[Named-object pointing records]
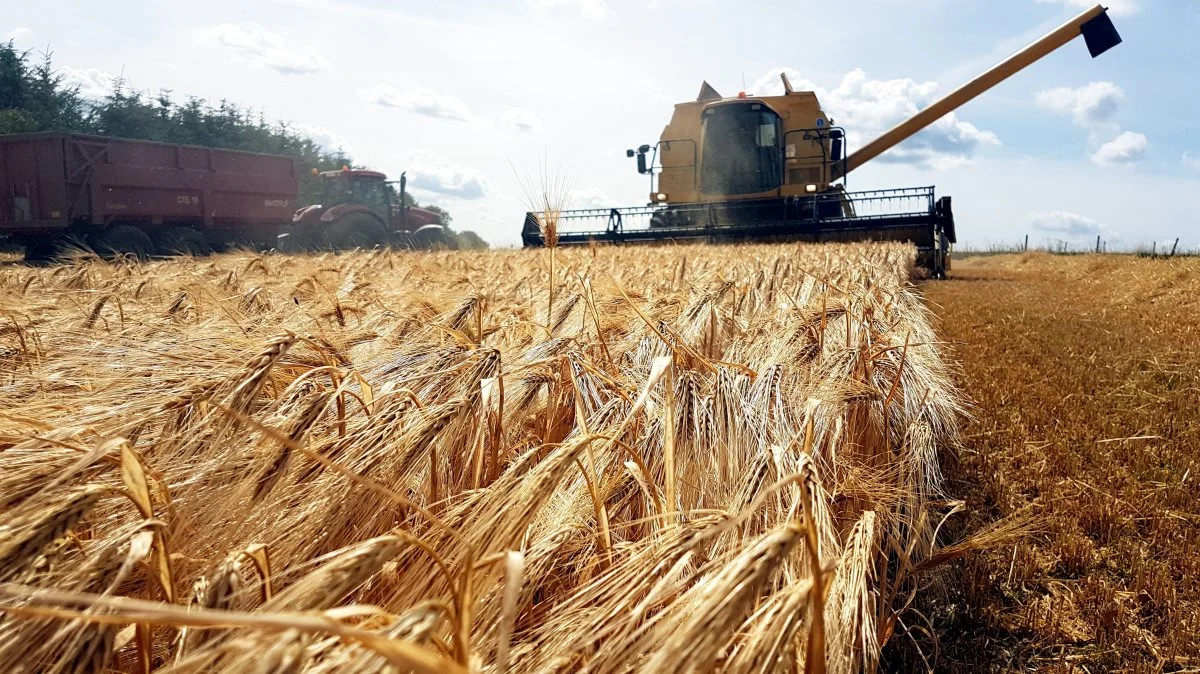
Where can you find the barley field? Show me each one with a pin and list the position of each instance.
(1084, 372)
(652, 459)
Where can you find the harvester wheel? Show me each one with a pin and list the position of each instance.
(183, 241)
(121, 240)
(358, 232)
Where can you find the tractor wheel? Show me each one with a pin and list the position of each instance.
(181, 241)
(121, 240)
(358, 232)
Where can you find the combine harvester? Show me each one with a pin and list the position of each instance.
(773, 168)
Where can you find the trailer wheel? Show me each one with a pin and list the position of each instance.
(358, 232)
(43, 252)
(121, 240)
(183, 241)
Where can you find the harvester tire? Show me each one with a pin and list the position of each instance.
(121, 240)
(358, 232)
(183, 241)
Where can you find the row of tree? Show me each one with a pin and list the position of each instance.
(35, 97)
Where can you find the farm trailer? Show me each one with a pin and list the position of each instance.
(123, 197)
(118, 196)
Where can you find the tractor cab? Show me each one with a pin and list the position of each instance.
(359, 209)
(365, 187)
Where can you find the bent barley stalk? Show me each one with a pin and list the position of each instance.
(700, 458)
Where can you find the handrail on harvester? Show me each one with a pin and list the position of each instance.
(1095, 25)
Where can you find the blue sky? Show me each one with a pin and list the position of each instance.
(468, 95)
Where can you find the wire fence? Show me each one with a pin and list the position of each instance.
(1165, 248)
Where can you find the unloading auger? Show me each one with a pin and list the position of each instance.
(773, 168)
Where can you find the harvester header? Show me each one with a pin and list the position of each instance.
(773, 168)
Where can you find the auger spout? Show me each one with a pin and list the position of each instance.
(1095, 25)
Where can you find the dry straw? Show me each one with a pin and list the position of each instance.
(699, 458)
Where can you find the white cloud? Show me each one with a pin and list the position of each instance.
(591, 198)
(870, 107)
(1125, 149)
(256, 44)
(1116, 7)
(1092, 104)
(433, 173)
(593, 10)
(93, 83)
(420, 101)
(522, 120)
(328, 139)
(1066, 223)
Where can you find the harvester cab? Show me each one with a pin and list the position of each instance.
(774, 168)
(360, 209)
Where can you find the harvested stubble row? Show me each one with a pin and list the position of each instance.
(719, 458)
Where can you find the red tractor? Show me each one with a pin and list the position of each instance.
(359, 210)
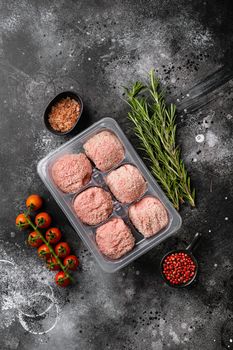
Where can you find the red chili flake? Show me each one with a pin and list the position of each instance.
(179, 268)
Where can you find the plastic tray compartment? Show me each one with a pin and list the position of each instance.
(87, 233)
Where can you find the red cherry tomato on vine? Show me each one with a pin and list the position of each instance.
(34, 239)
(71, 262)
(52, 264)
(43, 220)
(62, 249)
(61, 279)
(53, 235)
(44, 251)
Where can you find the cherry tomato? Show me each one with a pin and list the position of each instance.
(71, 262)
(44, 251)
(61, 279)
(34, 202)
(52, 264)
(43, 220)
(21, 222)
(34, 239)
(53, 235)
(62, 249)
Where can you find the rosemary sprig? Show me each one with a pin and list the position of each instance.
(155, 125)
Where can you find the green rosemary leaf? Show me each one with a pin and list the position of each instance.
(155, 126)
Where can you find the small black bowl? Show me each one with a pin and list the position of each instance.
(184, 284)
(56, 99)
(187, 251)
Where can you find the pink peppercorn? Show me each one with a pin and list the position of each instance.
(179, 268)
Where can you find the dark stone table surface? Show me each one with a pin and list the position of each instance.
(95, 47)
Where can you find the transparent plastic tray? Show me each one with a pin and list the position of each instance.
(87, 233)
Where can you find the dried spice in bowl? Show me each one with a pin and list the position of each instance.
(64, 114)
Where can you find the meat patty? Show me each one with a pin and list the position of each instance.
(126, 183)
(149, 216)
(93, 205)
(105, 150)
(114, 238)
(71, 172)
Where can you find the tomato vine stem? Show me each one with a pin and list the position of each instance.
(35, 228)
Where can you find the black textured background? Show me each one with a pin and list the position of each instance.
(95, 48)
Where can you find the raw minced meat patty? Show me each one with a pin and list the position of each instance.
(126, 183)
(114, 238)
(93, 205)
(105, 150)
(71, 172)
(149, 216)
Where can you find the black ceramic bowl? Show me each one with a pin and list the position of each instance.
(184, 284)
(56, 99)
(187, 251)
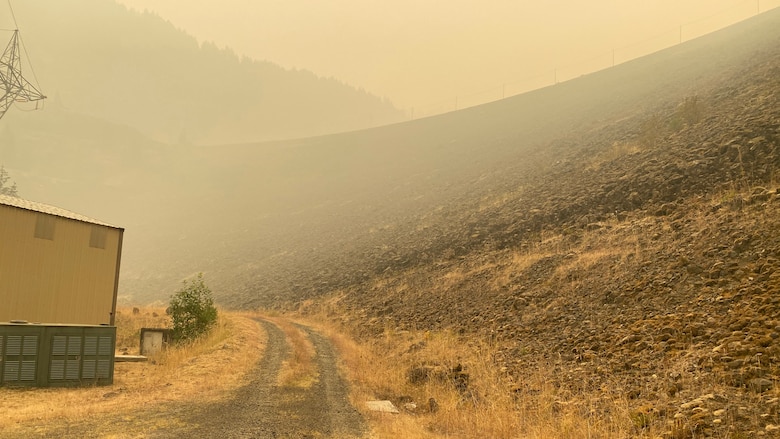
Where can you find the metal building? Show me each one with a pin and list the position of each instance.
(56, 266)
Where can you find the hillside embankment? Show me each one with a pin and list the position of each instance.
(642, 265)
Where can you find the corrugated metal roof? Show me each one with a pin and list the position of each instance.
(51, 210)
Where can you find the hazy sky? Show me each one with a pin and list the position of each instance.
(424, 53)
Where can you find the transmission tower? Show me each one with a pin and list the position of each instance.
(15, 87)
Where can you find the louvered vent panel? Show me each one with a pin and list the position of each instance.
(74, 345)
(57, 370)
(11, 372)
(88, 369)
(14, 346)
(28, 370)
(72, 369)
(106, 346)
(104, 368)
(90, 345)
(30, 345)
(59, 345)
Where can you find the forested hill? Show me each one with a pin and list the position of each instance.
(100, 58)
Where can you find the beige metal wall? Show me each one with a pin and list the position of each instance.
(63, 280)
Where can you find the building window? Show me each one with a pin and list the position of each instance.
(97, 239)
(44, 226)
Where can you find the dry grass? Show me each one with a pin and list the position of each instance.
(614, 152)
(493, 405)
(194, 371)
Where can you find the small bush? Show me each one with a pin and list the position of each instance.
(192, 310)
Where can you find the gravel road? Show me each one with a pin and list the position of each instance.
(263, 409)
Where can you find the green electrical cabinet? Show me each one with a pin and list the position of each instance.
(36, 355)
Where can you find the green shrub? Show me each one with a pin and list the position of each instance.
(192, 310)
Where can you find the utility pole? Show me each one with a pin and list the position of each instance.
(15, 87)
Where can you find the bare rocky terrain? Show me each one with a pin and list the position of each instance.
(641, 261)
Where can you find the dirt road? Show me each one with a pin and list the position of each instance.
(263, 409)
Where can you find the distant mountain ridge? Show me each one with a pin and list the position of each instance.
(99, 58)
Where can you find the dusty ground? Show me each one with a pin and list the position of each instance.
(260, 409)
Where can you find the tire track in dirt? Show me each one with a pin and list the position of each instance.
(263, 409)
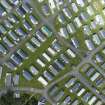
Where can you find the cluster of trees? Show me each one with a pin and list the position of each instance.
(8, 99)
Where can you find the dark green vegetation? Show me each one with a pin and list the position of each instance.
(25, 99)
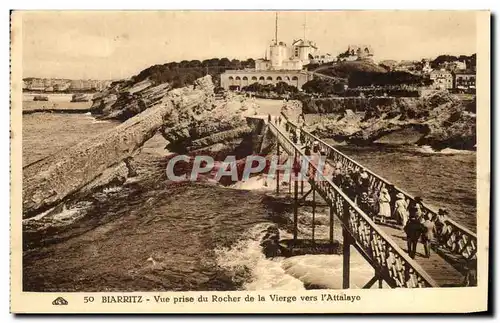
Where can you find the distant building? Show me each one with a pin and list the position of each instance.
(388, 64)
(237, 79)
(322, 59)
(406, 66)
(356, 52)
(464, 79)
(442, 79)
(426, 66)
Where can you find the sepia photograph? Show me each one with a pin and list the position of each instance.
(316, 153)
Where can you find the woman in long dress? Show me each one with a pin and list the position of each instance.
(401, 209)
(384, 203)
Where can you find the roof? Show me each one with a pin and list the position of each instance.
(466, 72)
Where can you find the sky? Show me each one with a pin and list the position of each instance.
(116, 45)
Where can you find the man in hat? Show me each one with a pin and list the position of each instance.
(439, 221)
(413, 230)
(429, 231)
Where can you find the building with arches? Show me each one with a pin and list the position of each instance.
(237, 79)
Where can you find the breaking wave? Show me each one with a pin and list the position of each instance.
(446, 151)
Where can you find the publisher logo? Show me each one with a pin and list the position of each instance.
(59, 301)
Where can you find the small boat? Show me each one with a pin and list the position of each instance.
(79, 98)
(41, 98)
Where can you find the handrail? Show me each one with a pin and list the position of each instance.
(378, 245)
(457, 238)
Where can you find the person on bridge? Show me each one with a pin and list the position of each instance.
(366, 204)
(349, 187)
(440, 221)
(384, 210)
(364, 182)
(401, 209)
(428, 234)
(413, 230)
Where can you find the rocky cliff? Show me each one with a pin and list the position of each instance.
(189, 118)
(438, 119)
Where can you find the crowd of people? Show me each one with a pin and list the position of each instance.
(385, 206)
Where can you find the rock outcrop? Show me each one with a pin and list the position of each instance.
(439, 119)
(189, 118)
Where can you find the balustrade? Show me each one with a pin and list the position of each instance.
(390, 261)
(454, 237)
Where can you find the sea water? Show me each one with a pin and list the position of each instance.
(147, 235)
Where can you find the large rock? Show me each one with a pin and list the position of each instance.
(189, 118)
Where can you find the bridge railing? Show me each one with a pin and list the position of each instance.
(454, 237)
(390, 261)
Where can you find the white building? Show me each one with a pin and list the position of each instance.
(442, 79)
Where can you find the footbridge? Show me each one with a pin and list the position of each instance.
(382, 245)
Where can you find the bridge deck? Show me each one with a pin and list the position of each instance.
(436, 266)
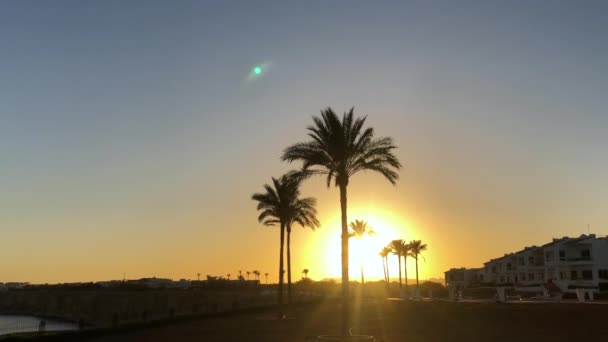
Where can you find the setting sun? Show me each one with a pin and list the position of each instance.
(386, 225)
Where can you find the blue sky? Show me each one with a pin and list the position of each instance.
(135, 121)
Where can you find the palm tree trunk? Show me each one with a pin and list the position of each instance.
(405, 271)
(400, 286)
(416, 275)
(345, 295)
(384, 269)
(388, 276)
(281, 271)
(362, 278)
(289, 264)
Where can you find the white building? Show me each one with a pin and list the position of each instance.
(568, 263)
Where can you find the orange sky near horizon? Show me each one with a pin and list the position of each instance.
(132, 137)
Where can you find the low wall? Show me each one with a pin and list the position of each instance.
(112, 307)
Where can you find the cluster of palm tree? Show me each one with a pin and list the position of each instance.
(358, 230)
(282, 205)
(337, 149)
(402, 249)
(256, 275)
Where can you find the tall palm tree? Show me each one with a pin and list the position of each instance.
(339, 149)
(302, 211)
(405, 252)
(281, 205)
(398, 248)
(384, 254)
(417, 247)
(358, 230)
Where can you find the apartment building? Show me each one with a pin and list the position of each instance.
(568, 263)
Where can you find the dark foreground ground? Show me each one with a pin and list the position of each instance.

▶ **Exercise requirements**:
Give again exactly the lines from the one holding "Where can you find the footbridge?" to the final line of the records, both ends included; any pictures stay out.

▶ **Solution to this problem**:
Where can you find the footbridge? Show me each one with a pin and list the position of each instance.
(382, 245)
Where can you find the bridge deck? Show me each one with a pin and list the position of each instance.
(436, 266)
Where can you find the setting sun? Show me each one with a pin and list the position of each instance.
(386, 225)
Where can you find the blue sky? Show me each one with a pin and list the position of each instance.
(135, 121)
Where can you find the palm tree trunk? Show me each one with a pin and list the position of each instance.
(405, 271)
(400, 286)
(416, 275)
(345, 295)
(384, 269)
(388, 276)
(281, 271)
(362, 278)
(289, 264)
Where can you find the white building? Show me each one with a pin and list the position of each instance.
(568, 263)
Where can you find the orange sky near horizon? Show me each one with a pin and list the position of each instance.
(132, 137)
Where can you find the low wall? Show me each one with a pin and list the position of each instance.
(112, 307)
Where can you find the cluster of palm tree? Show me each one with a pin and list the position of each instance.
(358, 230)
(282, 205)
(337, 149)
(402, 249)
(256, 275)
Where can you find the tall palm tree? Show me each one with a pin and list the position of each instance.
(339, 149)
(302, 211)
(405, 252)
(281, 205)
(398, 248)
(384, 254)
(417, 247)
(358, 230)
Where can you find the apartment building? Show me each one with a pin and list the position of each instance.
(568, 263)
Where can you find the dark foreground ground? Show me each one with a pin and list the position of each instance.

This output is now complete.